+++ DATA FOR PROCESSING

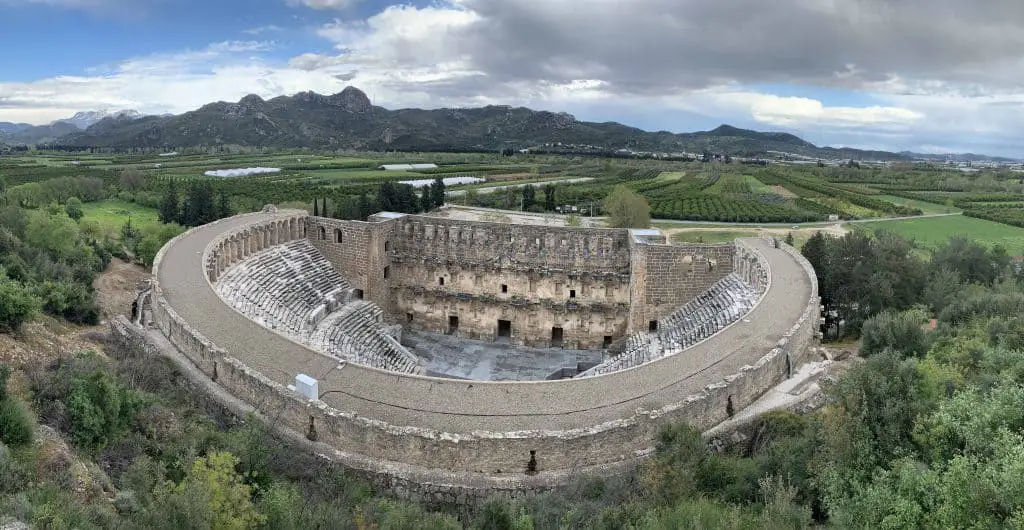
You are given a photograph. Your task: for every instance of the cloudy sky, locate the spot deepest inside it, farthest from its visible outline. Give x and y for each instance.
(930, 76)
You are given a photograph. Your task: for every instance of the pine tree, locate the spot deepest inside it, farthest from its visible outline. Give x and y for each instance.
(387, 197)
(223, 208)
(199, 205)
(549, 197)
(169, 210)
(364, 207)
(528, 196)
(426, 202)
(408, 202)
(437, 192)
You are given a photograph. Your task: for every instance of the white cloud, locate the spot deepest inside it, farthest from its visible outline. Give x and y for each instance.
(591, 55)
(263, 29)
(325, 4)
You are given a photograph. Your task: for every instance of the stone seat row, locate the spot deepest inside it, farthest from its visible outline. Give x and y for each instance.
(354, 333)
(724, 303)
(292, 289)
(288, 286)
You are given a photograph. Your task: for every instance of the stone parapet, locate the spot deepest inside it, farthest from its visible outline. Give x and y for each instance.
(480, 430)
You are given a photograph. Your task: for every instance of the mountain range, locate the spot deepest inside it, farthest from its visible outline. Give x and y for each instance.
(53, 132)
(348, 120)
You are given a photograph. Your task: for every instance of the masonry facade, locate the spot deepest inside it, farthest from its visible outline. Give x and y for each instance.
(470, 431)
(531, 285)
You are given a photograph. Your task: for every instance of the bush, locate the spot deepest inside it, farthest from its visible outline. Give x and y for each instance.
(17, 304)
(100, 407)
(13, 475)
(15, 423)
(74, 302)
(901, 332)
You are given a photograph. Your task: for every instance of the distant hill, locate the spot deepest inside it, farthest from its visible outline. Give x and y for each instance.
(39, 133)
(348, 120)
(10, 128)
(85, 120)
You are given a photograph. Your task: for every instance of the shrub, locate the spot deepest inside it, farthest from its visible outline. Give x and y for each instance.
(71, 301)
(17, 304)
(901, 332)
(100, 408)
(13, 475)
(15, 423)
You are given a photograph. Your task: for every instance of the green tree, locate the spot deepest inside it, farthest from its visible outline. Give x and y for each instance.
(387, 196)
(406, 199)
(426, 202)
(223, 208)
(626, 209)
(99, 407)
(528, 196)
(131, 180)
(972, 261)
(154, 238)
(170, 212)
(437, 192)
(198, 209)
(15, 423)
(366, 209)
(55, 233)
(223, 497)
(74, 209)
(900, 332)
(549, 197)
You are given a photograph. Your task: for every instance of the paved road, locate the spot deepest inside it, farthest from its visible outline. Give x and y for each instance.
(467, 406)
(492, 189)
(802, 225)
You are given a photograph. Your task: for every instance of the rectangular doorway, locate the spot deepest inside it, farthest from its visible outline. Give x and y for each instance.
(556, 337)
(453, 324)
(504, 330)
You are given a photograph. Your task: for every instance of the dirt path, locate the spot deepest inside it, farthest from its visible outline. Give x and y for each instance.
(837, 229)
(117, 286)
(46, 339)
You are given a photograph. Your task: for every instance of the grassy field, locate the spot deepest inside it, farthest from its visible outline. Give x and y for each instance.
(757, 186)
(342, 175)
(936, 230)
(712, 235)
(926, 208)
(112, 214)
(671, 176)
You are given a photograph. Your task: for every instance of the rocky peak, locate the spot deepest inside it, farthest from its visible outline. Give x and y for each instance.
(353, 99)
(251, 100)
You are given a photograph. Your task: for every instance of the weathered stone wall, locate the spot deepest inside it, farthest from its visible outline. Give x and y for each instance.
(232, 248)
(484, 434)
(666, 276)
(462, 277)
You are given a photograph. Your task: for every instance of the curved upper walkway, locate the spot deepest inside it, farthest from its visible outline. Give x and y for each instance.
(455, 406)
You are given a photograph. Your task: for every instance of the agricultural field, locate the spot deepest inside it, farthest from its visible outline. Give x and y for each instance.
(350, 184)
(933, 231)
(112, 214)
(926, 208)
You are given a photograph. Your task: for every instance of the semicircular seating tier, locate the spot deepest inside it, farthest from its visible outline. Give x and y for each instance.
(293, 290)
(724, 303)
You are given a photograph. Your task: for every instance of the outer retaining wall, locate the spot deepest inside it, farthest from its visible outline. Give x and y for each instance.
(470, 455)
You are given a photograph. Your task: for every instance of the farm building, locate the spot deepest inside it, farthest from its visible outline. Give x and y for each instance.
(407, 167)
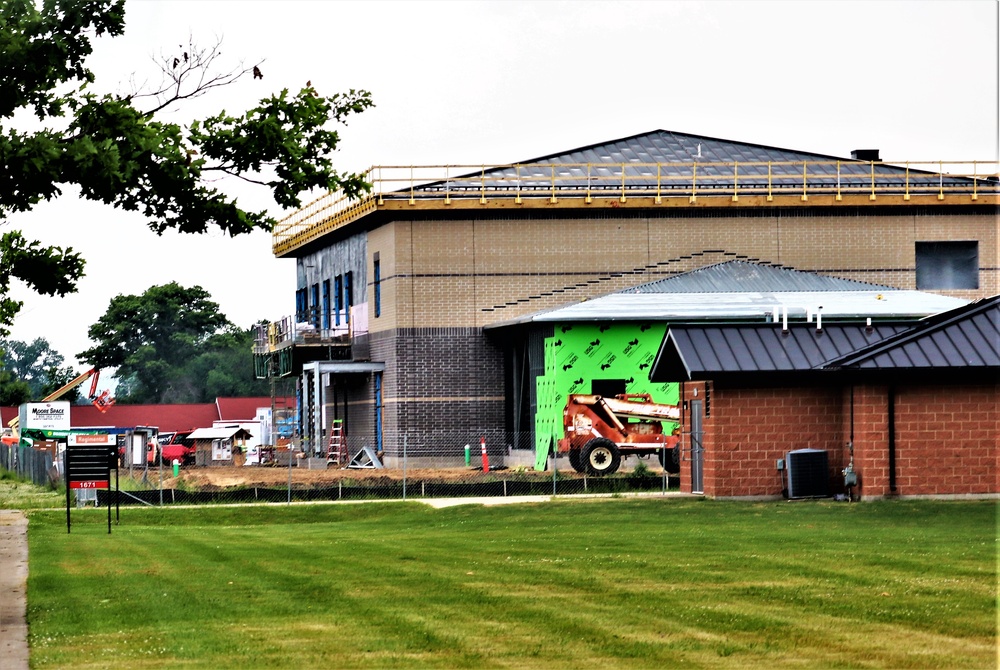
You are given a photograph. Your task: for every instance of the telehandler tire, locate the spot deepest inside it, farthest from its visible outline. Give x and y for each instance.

++++++

Rewrite all the rows above with "photograph" changed to "image" and nothing else altered. Omit the pictures.

You are given a image. Your task: for every instance of the cloudy sky, locate the spot deepest inside it, farthest from its visible outline. Give x and y for each instance.
(930, 76)
You are given a image. Your task: for every instance of the pine tree, locate the spot deepest inside it, farthest from its visible outline. Give x and y for each instance.
(387, 197)
(223, 208)
(199, 205)
(549, 197)
(169, 210)
(364, 207)
(528, 196)
(426, 202)
(408, 202)
(437, 192)
You are given a image. Your task: for every instance of the white cloud, locate the spot deepest inside it, farthest from its visible outline. Give x and y for each instance.
(591, 55)
(263, 29)
(325, 4)
You are given a image. Your task: for every instance of the stone seat row, locate the spot deepest inside it, farthest from its visible outline. Give x and y for each instance.
(354, 333)
(724, 303)
(292, 289)
(288, 286)
You are given a image. Your task: for every instance of the stone parapet, locate the spot deepest inside it, farthest from its visible outline. Give x and y for each instance.
(480, 430)
You are given a image. Your task: for every instance of the mountain range, locate the spot deepest inside it, farthest from its visible outline. Give x and y for each instance.
(53, 132)
(348, 120)
You are given a image. Your task: for every instance of the masonry facade, locate the spot deepest inside it, farthest from its visible outline. Give x and y for each instance.
(470, 431)
(531, 285)
You are given a image. Your task: for every instance of the bush, locate the spot deepest inside it, farthest from its visible outline. Give x and y for each instance.
(17, 304)
(100, 407)
(13, 475)
(15, 423)
(74, 302)
(901, 332)
You are given a image. Your task: for every instance of the distant hill, locate the spot deepest inside it, farthest from its visible outline. Give x and y for each instance.
(39, 133)
(348, 120)
(10, 128)
(85, 120)
You are given a image. Your task: for every instance of the shrub, locate the spot deepest inside it, farthest from its visible outline. Give x and y for each instance.
(71, 301)
(17, 304)
(901, 332)
(100, 408)
(13, 475)
(15, 423)
You are given a image. Your task: for every instance of the green tree, locate the spot deepest inside it, farthest from its visible outline. Give x and y for each instance.
(387, 196)
(406, 199)
(426, 202)
(223, 208)
(626, 209)
(99, 407)
(528, 196)
(131, 180)
(972, 261)
(154, 238)
(170, 212)
(437, 192)
(198, 209)
(15, 423)
(366, 209)
(55, 233)
(223, 497)
(74, 209)
(900, 332)
(549, 197)
You are given a image. Your task: for every instance of the paved road, locate the spot deepest inside it, farthest from its visible outline. Give x and y for each instance.
(467, 406)
(492, 189)
(802, 225)
You are given a image. Your task: for every instance of the rectangular doorway, locate the spot deepest inside it, farthest from its visible outline. Give x and y for each instance.
(556, 337)
(453, 324)
(504, 330)
You are given a image. Your task: for every instance of the dirt path, locate the spot deepest inside it, farthest from its visible outline. Give x and y for each instance.
(837, 229)
(117, 286)
(46, 339)
You are given a image. Your task: for every instance of the grassy field, locate the spot deepest inside it, farthest from its visible outline. Give x and y for each instance.
(757, 186)
(342, 175)
(936, 230)
(712, 235)
(926, 208)
(112, 214)
(671, 176)
You are given a image. Your task: for every instance of the rocky peak, locate the spot deepest inside it, farthest from its visible outline. Give x and y for each instance.
(353, 99)
(251, 100)
You are given a image. Your task: for every instance of the weathered stone wall, locate the spot deepest inside it, farthest from its visible outline. Give x and y for each instance.
(232, 248)
(484, 434)
(666, 276)
(462, 277)
You are given a image. Your task: for every instance of the curved upper walkway, locate the spot deepest inside it, farthest from its visible outline. Give x and y for each instance.
(455, 406)
You are given a image. Your task: for every instance of the agricultural field, locate the spot deepest inside it, farthest from its visible outline. Give x and y for each instance.
(350, 184)
(933, 231)
(112, 214)
(926, 208)
You are given a image. Your task: for every instance of the semicircular seating tier, locate the spot deepest inside it, farthest from its visible outline. Give x and y for each instance.
(293, 290)
(724, 303)
You are given a image. Your task: for every instance of the outer retaining wall, locate the spot deepest inside it, farthest from its visible outline. Give x and y for each instance.
(470, 455)
You are given a image. Your task: for every instance of the farm building, locate the spot deepest inside it, farthest from its visible outline. Give x and y for each instance.
(407, 167)
You are given a image. Your task: for every instance of the telehandler tire, locate the spot deepest inside it, farthest from its visible outline. Give x and y for each instance.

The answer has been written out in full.